Work required:
Set down every line below, word for word.

Task inputs:
********************
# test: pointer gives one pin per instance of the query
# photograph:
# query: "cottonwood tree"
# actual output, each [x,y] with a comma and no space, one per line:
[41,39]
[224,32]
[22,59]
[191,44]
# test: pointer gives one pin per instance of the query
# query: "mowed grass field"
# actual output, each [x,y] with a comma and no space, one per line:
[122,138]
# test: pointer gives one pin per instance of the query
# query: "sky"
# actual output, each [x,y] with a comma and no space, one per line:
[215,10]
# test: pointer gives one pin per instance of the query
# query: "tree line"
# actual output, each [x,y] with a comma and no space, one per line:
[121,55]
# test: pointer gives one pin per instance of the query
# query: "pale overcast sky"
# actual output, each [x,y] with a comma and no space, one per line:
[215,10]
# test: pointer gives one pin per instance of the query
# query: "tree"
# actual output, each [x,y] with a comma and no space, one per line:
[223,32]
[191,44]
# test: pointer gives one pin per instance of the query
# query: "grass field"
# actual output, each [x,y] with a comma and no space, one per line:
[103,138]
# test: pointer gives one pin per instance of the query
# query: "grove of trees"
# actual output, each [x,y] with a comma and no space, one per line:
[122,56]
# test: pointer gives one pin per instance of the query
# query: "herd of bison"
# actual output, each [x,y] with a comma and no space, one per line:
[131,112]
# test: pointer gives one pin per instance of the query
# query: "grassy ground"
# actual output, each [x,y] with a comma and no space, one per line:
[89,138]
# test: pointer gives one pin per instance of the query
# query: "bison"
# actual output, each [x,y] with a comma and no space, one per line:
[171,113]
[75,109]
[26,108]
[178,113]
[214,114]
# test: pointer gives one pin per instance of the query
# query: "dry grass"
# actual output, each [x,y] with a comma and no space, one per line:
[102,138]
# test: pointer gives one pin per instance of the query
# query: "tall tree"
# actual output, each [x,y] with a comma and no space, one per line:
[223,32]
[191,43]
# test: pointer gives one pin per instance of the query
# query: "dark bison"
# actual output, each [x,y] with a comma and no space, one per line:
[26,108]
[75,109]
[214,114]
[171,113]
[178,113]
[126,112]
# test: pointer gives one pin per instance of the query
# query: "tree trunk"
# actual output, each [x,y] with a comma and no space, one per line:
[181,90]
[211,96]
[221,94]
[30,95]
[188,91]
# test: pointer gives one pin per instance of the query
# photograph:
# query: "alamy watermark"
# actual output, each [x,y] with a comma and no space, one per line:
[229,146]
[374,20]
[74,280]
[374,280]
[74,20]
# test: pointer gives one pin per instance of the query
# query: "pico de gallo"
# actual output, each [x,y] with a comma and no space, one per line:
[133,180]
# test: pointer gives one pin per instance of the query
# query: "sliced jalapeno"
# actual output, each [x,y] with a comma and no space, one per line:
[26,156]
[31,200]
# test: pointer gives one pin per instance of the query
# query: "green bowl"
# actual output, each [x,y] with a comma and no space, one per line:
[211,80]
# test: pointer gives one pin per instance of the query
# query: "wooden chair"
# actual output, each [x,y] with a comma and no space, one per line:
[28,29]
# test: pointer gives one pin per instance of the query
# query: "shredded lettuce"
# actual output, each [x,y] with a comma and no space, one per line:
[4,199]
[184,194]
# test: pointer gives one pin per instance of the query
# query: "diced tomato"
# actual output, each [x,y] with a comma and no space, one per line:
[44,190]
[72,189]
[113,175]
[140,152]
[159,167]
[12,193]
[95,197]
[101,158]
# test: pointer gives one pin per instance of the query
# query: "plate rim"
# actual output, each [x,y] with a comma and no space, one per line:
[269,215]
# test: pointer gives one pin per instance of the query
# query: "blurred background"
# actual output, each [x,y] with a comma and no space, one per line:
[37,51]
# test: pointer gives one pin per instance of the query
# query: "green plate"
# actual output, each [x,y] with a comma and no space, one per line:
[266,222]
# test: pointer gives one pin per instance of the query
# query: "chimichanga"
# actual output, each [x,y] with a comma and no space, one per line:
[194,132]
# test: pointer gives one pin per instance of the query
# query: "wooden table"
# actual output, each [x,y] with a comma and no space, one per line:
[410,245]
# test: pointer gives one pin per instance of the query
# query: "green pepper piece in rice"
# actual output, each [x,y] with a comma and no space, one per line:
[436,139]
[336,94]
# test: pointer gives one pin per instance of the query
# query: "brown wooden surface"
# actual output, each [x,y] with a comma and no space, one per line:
********************
Finished exercise:
# test: pointer gives one pin per instance of the query
# photograph:
# query: "cottonwood tree"
# actual output, each [x,y] with a comma and no space, one per line:
[41,39]
[224,32]
[22,59]
[191,44]
# test: pointer gives one pin per instance of the query
# query: "mowed grass field"
# actual output, each [x,y] with a comma and no space, one per line:
[122,138]
# test: pointer gives one pin per instance of the query
# query: "sky"
# actual output, each [x,y] with a comma and no space, one per line:
[215,10]
# test: pointer gives one pin per instance of the query
# query: "tree line"
# actual output, each [x,y] with a comma and no space, one per line:
[121,55]
# test: pointer gives one pin per instance of the query
# query: "pale overcast sky"
# actual output, each [x,y] with a comma and no space, one per line:
[215,10]
# test: pointer gives one pin per instance of the query
# query: "tree"
# actual output, each [x,y] with a comma and no space, one per line:
[223,32]
[191,44]
# test: pointer gives one pin per instance of the query
# query: "grass field"
# actual output, each [x,y] with a comma and no space, one per line:
[103,138]
# test: pointer gives one pin per instance of the query
# query: "grove of trees"
# actual output, each [x,y] with a comma and no space, one per line:
[122,56]
# test: pointer gives one pin per instance of the query
# query: "herd of bison"
# actual output, each [x,y] with a comma and no space, one per line:
[131,112]
# test: pointer gives one pin per instance of the query
# query: "grassy ground"
# actual output, each [x,y] with a comma and no space, one per line:
[89,138]
# test: pointer gives one pin per instance of the query
# query: "bison"
# actual output, each [x,y] with a comma and no space, one per line:
[171,113]
[75,109]
[26,108]
[178,113]
[214,114]
# test: pointer gives one pin per instance of the query
# query: "dry grass"
# actual output, each [x,y] with a comma and no space, one per line:
[102,138]
# test: pointer gives one pin per instance of the query
# query: "tall tree"
# actual output, each [x,y] with a comma and no space, one per line:
[223,32]
[191,43]
# test: pointer gives one pin per instance of the query
# query: "dark bison"
# actual output, each [x,y] with a comma and no space, one per line:
[26,108]
[75,109]
[214,114]
[171,113]
[178,113]
[126,112]
# test: pointer gives one pin per instance of the query
# query: "tree trunk"
# actual output, each [x,y] with a comma and no space, one per line:
[181,90]
[211,96]
[221,94]
[30,95]
[188,91]
# test: pointer gives one pin per instance of the query
# photograph:
# query: "alamy watermark"
# actual output, each [x,y] with a comma and no space, one per line:
[229,146]
[374,20]
[74,280]
[374,280]
[74,20]
# test: pointer gives one pin per instance of the query
# query: "pico de gallo"
# actual output, each [x,y] with a comma and no space, one per line:
[133,180]
# test: pointer gives one pin per instance of the query
# query: "sliced jalapeno"
# actual output, each [x,y] with a comma and no space, one per line:
[26,156]
[31,200]
# test: pointer gives one pin per instance of the query
# query: "green bowl"
# actual output, each [x,y] with a comma and no space, one per line:
[211,80]
# test: pointer gives one pin per instance of the query
# query: "wooden chair"
# actual output, each [x,y] with a comma and no space, one per line:
[28,29]
# test: pointer gives one pin per instance of the query
# query: "shredded lettuce"
# actual output, each [x,y] with a comma and no space, one per line:
[4,199]
[184,194]
# test: pointer gives one pin per instance of the query
# query: "diced tomato"
# actual output, each [x,y] with a comma and no space, one per line:
[44,190]
[72,189]
[113,175]
[140,152]
[159,167]
[12,193]
[95,197]
[101,158]
# test: pointer gives one pin per instance of the query
# query: "plate rim"
# actual output, each [x,y] with a comma and no space, one per line:
[269,215]
# test: pointer gives one pin per instance of the query
# query: "blurred background"
# actual output, each [x,y] with a comma and no space, one per line:
[37,51]
# test: pointer gives one pin per instance of the query
# query: "green plate"
# actual output, each [x,y] with a comma and no space, one per line:
[266,222]
# test: pointer gives one pin per instance of the query
# query: "chimichanga"
# actual output, each [x,y] with a comma and no space, one per line:
[194,132]
# test: pointer gives one pin per instance of the query
# query: "wooden table"
# actual output, each [x,y] with a comma and no space, one per line:
[410,245]
# test: pointer gives one pin per instance of the query
# query: "green pepper piece in rice"
# actual output, each [x,y] with a comma and no space, one per line:
[436,139]
[336,94]
# test: pointer gives one pin per instance of the query
# query: "brown wooden surface"
# actual output, each [x,y] with a comma and no space, one per line:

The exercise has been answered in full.